-- Data supplied start --

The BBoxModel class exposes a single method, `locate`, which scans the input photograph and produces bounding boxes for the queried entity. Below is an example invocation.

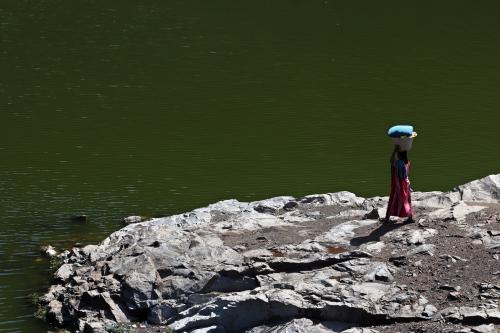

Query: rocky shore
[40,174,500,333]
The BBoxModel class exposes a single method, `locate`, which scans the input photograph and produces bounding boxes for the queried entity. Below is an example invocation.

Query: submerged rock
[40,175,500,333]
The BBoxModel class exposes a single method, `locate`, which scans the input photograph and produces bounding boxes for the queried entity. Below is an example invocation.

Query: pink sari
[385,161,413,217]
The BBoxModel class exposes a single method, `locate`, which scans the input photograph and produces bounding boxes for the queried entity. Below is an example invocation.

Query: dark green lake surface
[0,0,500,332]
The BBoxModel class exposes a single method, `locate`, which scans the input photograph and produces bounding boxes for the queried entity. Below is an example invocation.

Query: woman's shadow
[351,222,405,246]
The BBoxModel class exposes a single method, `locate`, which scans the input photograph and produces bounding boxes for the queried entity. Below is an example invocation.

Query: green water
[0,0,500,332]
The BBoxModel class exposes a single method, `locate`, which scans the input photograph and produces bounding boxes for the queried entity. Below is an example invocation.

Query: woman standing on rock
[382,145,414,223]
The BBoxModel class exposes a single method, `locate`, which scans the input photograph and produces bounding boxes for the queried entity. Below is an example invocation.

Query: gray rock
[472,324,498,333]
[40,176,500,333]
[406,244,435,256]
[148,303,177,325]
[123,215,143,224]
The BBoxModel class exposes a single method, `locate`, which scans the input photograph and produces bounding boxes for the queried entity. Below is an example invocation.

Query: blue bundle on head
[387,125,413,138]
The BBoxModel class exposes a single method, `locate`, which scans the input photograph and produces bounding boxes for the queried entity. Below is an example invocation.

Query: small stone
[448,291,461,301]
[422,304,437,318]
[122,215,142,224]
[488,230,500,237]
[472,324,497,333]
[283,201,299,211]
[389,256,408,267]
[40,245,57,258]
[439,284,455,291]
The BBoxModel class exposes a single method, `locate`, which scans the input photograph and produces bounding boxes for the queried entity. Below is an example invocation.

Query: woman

-- Data supplied end --
-- Data supplied start --

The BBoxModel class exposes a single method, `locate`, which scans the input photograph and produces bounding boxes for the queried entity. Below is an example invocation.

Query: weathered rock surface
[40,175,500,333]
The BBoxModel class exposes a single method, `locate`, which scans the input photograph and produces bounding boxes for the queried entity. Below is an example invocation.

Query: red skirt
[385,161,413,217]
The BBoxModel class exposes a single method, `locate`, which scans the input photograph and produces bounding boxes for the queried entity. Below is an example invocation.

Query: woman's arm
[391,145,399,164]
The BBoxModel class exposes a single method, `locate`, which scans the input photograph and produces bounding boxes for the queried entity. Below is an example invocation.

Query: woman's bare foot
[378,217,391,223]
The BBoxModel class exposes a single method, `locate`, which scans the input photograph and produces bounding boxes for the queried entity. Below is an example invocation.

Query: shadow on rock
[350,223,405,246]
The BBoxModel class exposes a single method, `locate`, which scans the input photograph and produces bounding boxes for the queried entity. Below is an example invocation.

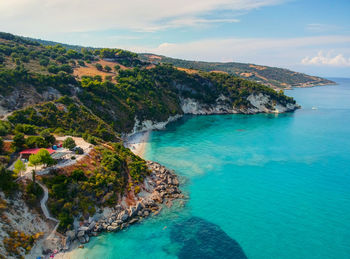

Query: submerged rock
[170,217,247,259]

-- Data supplied end --

Extract every line in the records that contains the word "surface". Matching is case-sensitive.

Exercise solution>
Query: dark green lake surface
Query: weathered rock surface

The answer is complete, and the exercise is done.